Point-per-instance localization data:
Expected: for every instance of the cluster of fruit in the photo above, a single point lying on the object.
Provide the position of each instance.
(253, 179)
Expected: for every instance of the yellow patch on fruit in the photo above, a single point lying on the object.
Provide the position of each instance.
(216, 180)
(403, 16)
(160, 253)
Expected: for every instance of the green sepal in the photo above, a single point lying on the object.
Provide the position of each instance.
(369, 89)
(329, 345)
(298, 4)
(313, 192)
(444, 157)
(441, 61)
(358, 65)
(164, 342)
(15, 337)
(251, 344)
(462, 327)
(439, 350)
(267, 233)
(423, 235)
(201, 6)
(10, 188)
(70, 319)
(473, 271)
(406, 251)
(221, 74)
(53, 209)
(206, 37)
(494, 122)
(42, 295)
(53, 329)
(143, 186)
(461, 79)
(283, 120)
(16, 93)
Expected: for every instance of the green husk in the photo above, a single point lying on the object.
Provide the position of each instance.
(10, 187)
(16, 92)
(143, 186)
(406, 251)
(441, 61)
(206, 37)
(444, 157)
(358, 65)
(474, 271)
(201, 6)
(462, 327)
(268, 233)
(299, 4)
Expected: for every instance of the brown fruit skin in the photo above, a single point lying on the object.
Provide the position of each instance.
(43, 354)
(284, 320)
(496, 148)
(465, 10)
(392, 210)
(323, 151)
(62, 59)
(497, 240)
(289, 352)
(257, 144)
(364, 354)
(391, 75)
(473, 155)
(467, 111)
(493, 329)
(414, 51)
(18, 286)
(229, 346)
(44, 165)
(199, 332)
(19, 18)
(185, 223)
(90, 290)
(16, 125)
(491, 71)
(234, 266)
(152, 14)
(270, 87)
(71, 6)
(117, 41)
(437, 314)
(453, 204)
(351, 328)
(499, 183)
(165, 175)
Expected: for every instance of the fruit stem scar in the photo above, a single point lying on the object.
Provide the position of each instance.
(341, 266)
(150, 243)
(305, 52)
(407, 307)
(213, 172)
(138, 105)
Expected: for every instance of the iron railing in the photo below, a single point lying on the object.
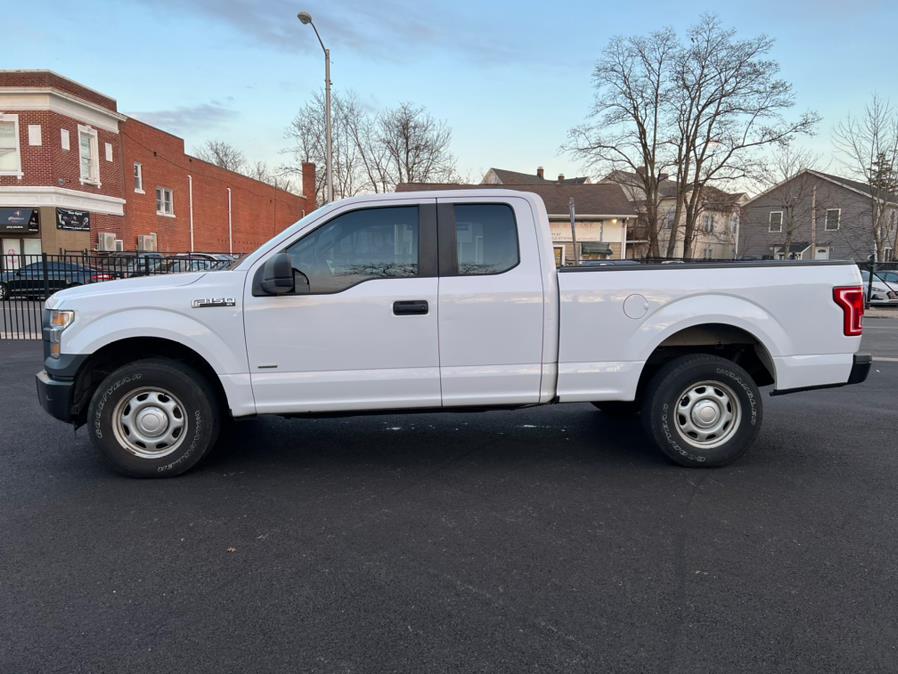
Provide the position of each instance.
(26, 281)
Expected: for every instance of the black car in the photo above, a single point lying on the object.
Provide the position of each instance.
(196, 262)
(34, 280)
(127, 265)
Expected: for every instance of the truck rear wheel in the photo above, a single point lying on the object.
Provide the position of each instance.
(702, 410)
(153, 418)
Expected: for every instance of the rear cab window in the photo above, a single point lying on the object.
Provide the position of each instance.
(486, 239)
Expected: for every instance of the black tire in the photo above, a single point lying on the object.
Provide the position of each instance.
(686, 394)
(618, 408)
(154, 393)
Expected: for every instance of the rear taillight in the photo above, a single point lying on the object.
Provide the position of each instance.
(851, 299)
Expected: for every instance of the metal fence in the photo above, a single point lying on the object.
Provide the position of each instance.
(26, 281)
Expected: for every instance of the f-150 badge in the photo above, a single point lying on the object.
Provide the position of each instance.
(214, 302)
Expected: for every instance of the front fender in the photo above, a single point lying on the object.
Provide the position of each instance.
(87, 336)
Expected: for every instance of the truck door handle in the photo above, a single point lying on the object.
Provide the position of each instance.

Your objective:
Please restate, word for word, the lines of the entries that run from the first line through the one holding "Expected: for every instance of the brown", and add nothing.

Result of the task:
Expected: for every instance of the cluster of fruit in the photo above, a single point lying on the object.
Provide the position of each instance.
(253, 179)
Expected: for every instance of the yellow patch on fruit in the photo above, a single point lying on the object.
Provide the position of each instance.
(216, 180)
(403, 16)
(160, 253)
Expected: for every instance of the green sepal in the photo above, a single point lying on the object.
Provide the position of each instance.
(369, 89)
(329, 345)
(298, 4)
(313, 192)
(444, 157)
(441, 61)
(358, 65)
(164, 342)
(15, 337)
(251, 344)
(462, 327)
(439, 350)
(267, 233)
(423, 235)
(201, 6)
(10, 188)
(70, 319)
(473, 271)
(406, 251)
(221, 74)
(53, 209)
(206, 37)
(494, 122)
(42, 295)
(53, 329)
(143, 186)
(461, 79)
(283, 120)
(16, 93)
Expected: for every instance of the green husk in the photo above, a single point lying on the object.
Provide the position of each instance.
(10, 187)
(16, 92)
(143, 186)
(406, 251)
(441, 61)
(206, 37)
(444, 157)
(358, 65)
(474, 271)
(201, 6)
(462, 327)
(268, 233)
(299, 4)
Expected: for every instance of the brown fruit skin in the photo above, a single point lying on the object.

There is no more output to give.